**REQUIREMENT:**
Retype the records exactly, including every line.

**RECORDS FOR THE TASK:**
_ _ _ _ _

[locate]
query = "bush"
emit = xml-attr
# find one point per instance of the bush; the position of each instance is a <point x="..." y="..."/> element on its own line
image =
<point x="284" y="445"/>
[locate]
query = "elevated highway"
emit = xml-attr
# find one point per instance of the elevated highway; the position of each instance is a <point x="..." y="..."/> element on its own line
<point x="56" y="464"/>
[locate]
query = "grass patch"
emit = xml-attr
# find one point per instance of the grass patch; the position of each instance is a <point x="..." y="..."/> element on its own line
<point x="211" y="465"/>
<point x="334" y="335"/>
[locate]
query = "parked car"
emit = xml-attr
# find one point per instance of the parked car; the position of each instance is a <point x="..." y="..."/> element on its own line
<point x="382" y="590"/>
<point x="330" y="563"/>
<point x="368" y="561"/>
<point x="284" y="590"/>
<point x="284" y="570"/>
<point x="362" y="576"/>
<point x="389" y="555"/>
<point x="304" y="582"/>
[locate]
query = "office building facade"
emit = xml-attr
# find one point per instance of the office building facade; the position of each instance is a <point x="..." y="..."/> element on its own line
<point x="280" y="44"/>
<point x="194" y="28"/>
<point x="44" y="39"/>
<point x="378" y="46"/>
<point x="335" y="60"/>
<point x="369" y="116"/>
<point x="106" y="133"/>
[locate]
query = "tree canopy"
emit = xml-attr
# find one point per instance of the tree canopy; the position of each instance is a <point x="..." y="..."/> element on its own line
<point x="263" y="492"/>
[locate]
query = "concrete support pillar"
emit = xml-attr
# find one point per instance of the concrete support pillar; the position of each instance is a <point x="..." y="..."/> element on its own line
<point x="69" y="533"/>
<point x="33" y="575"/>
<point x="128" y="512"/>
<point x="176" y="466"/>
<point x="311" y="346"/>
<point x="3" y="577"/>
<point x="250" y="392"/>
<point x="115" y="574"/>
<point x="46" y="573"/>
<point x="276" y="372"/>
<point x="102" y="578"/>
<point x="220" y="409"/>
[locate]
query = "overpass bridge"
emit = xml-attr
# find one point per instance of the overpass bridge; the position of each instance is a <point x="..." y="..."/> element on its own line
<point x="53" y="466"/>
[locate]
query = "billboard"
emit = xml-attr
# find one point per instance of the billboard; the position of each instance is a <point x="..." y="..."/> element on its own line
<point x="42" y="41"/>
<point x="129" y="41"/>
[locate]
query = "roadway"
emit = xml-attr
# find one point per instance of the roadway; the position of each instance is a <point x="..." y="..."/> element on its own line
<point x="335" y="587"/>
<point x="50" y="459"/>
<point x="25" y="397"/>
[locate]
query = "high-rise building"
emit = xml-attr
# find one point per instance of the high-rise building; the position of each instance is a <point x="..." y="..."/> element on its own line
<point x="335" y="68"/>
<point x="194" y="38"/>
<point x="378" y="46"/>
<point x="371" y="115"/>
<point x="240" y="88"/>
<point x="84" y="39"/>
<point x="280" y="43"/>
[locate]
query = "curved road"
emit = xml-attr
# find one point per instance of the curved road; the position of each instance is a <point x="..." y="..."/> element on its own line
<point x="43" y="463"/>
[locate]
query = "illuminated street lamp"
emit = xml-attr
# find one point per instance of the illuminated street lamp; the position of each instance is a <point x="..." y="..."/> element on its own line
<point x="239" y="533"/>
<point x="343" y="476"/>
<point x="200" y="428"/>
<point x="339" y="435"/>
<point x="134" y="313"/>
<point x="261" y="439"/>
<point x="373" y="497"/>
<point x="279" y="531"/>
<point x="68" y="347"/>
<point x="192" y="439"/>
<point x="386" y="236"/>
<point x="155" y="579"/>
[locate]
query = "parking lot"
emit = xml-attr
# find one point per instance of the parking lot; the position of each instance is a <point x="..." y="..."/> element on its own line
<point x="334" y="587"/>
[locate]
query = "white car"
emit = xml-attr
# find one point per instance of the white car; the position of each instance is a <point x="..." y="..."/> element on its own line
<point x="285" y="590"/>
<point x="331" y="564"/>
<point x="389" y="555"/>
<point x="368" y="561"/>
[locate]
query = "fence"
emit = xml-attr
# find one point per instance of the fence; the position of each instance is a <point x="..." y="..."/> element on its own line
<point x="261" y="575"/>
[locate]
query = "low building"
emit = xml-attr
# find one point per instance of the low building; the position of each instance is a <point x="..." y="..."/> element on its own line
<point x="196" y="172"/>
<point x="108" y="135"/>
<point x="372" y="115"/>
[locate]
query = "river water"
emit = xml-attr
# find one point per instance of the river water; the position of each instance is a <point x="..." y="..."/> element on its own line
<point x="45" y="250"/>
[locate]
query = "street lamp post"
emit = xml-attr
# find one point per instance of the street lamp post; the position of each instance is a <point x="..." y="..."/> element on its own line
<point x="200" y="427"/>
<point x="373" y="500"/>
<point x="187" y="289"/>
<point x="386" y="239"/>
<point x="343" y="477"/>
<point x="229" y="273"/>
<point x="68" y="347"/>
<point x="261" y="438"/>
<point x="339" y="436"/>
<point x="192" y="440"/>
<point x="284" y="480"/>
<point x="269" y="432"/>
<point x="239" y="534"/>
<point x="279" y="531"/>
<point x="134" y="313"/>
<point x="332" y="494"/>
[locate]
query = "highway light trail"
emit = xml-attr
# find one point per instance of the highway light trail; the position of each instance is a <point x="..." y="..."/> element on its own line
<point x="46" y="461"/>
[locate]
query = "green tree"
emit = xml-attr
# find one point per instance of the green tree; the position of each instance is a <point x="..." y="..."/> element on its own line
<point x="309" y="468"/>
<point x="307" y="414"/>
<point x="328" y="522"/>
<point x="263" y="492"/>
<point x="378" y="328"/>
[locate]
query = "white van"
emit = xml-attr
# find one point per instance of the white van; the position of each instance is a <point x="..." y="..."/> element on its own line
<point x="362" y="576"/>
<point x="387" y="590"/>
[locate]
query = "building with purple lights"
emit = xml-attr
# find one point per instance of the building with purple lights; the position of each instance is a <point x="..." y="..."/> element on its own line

_ _ _ _ _

**ANSWER TO THIS EXERCISE:**
[locate]
query = "bush"
emit = xml-attr
# find one point per instance of the bush; the position of each instance is a <point x="..." y="..."/> element on its own line
image =
<point x="284" y="445"/>
[locate]
query = "elevated highway"
emit = xml-attr
# find one point per instance of the elevated highway; the position of each instance is a <point x="..." y="..."/> element on its own line
<point x="56" y="464"/>
[locate]
query = "grass patch"
emit = xml-attr
# find one point per instance of the grass patch; the position of each instance is a <point x="..." y="..."/> element on its own line
<point x="211" y="465"/>
<point x="334" y="335"/>
[locate]
query = "parked car"
emit = xml-attr
# find one point per instance of the parked car; the position of each instance is a <point x="..." y="..."/> element on its own line
<point x="382" y="590"/>
<point x="330" y="563"/>
<point x="368" y="561"/>
<point x="284" y="590"/>
<point x="284" y="570"/>
<point x="362" y="576"/>
<point x="389" y="555"/>
<point x="304" y="582"/>
[locate]
query = "office building facade"
emit = xml-attr
# find one point per instance of the office building facade; the position of each instance is a <point x="..." y="..."/> element on its own line
<point x="280" y="44"/>
<point x="194" y="28"/>
<point x="44" y="39"/>
<point x="378" y="46"/>
<point x="335" y="60"/>
<point x="369" y="116"/>
<point x="106" y="133"/>
[locate]
query = "tree canopy"
emit = xml-attr
# find one point per instance of the tree canopy; the position of each instance is a <point x="..." y="..."/> element on its own line
<point x="263" y="492"/>
[locate]
query = "concrete support pillar"
emit = xml-attr
# find one point per instance of the concrete support pillar; the position of each instance is a <point x="..." y="..."/> element on its own line
<point x="69" y="533"/>
<point x="33" y="575"/>
<point x="128" y="512"/>
<point x="176" y="466"/>
<point x="311" y="346"/>
<point x="3" y="577"/>
<point x="250" y="392"/>
<point x="115" y="574"/>
<point x="46" y="573"/>
<point x="276" y="372"/>
<point x="102" y="578"/>
<point x="220" y="409"/>
[locate]
query = "overpass bridge"
emit = xml-attr
# find one point per instance of the overpass bridge; the position of each instance is a <point x="..." y="..."/> element on its own line
<point x="53" y="466"/>
[locate]
query = "billboard"
emit = xml-attr
# find one point per instance of the billboard; the position of each instance is a <point x="..." y="..."/> element on its own line
<point x="42" y="41"/>
<point x="129" y="41"/>
[locate]
query = "roadway"
emit = xml-attr
# find one point per instance of the roadway; the position of each instance is a <point x="..." y="..."/> element on its own line
<point x="335" y="587"/>
<point x="50" y="459"/>
<point x="25" y="397"/>
[locate]
query = "high-rise building"
emit = xml-attr
# find one point per instance of the high-rise building; the position of each instance is a <point x="..." y="..."/> element on its own line
<point x="335" y="68"/>
<point x="194" y="38"/>
<point x="378" y="46"/>
<point x="371" y="115"/>
<point x="240" y="88"/>
<point x="84" y="39"/>
<point x="280" y="43"/>
[locate]
query = "curved road"
emit = xml-attr
# find one point per instance of the curved road; the position of each instance is a <point x="..." y="..."/> element on its own line
<point x="43" y="463"/>
[locate]
query = "illuminated street lamp"
emit = xml-attr
# find one point per instance of the illuminated street lamp; the position of each instance is a <point x="..." y="..."/> element on its own line
<point x="239" y="533"/>
<point x="343" y="476"/>
<point x="200" y="428"/>
<point x="339" y="435"/>
<point x="134" y="313"/>
<point x="261" y="439"/>
<point x="373" y="497"/>
<point x="279" y="531"/>
<point x="68" y="347"/>
<point x="192" y="439"/>
<point x="386" y="236"/>
<point x="155" y="579"/>
[locate]
query = "parking lot"
emit = xml-attr
# find one point per instance of the parking lot; the position of each instance is a <point x="..." y="..."/> element on its own line
<point x="334" y="587"/>
[locate]
query = "white car"
emit = xml-attr
# find one point per instance of the white car; the position of each instance is a <point x="..." y="..."/> element on its own line
<point x="285" y="590"/>
<point x="331" y="564"/>
<point x="389" y="555"/>
<point x="368" y="561"/>
[locate]
query = "fence"
emit = xml-attr
# find one point per instance of the fence; the position of each instance is a <point x="..." y="..."/> element on its own line
<point x="261" y="575"/>
[locate]
query = "low building"
emit = xml-attr
# find one point per instance of the low building; the position of each instance is a <point x="..." y="..."/> element on its own line
<point x="196" y="172"/>
<point x="108" y="135"/>
<point x="372" y="115"/>
[locate]
query = "river water"
emit = xml-attr
# find one point per instance of the river water; the position of each instance is a <point x="..." y="..."/> element on its own line
<point x="45" y="250"/>
[locate]
query = "street lamp post"
emit = xml-attr
# find one point per instance of the street lamp post; the position of each instance is a <point x="..." y="..."/> element on its own line
<point x="200" y="427"/>
<point x="373" y="500"/>
<point x="187" y="289"/>
<point x="386" y="239"/>
<point x="343" y="477"/>
<point x="229" y="273"/>
<point x="68" y="347"/>
<point x="261" y="438"/>
<point x="339" y="436"/>
<point x="192" y="440"/>
<point x="284" y="480"/>
<point x="269" y="432"/>
<point x="239" y="534"/>
<point x="279" y="531"/>
<point x="134" y="313"/>
<point x="332" y="494"/>
[locate]
query = "highway light trail"
emit = xml-attr
# find one point per instance of the highway light trail; the position of each instance is a <point x="..." y="..."/> element on its own line
<point x="46" y="461"/>
[locate]
query = "green tree"
emit = xml-attr
# find one point per instance of the green tree; the position of each instance is a <point x="..." y="..."/> element on its own line
<point x="309" y="468"/>
<point x="307" y="414"/>
<point x="328" y="522"/>
<point x="263" y="492"/>
<point x="378" y="328"/>
[locate]
query = "white van"
emit = xml-attr
# find one point per instance of the white van; the position of each instance is a <point x="..." y="..."/> element on its own line
<point x="362" y="576"/>
<point x="387" y="590"/>
[locate]
query = "building with purple lights"
emit = xml-attr
# find one point per instance of the building with purple lights; the position of each instance is a <point x="..." y="..."/> element on its own line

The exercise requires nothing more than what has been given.